=== The input ===

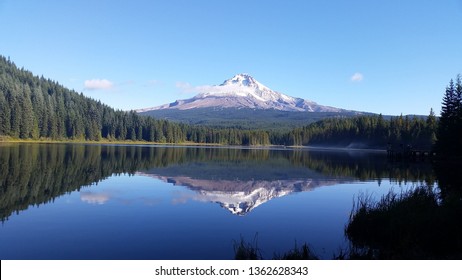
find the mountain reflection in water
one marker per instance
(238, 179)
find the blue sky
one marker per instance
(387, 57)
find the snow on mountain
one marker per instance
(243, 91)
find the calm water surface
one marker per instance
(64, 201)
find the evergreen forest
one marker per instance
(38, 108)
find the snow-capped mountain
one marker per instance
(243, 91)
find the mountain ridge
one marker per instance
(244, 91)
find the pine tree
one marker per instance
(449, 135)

===
=== The input ===

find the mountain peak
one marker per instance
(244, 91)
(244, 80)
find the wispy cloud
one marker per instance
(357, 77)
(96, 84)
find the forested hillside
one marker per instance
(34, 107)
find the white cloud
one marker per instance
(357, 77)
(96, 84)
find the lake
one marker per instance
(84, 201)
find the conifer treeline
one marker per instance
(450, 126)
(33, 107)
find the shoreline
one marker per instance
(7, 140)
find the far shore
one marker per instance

===
=== The input ===

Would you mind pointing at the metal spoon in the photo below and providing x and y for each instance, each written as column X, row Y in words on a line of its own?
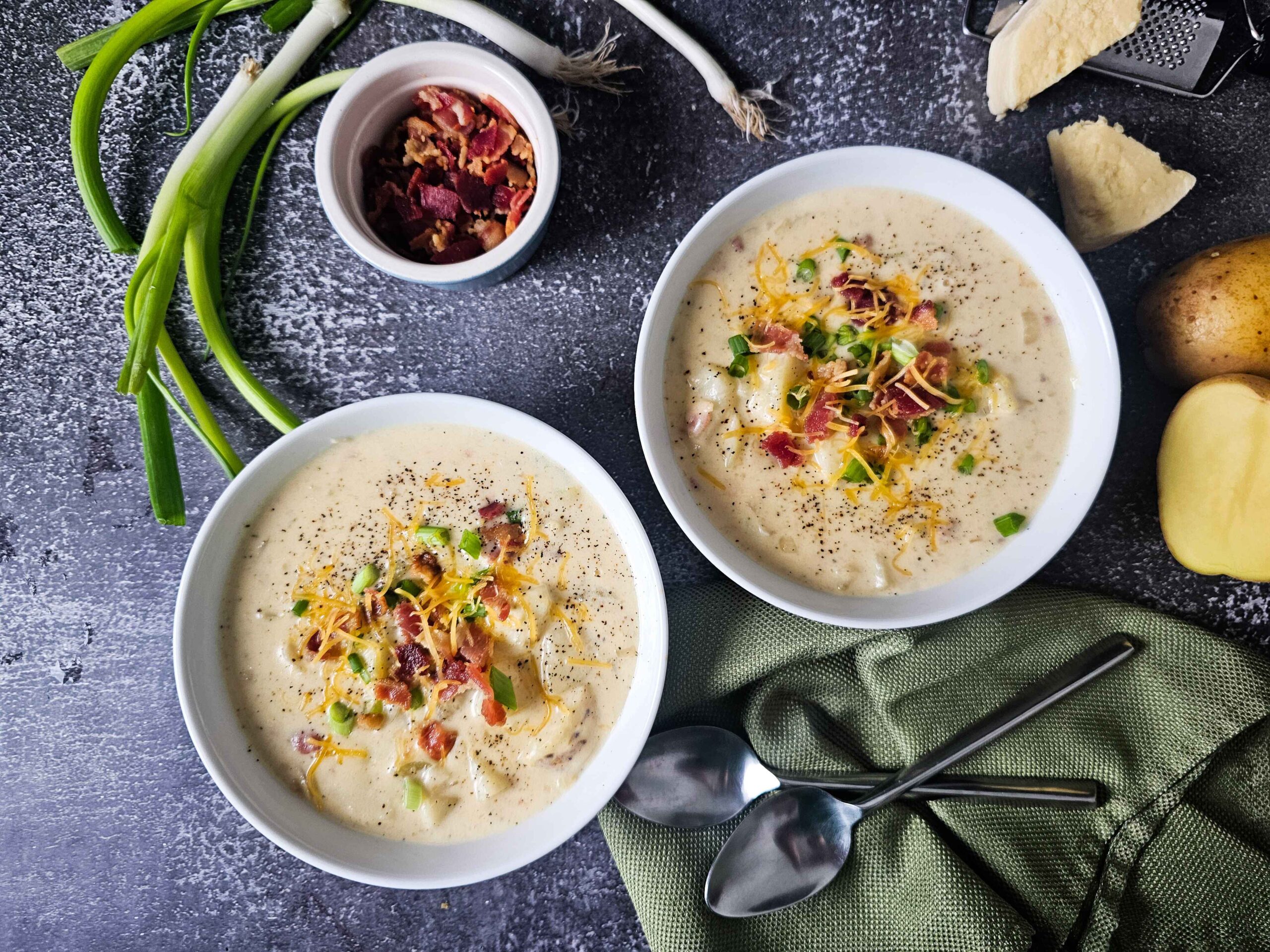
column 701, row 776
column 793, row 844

===

● Exercise directions: Work out how many lines in the rows above contain the string "mountain", and give only that number.

● Answer to the problem: 5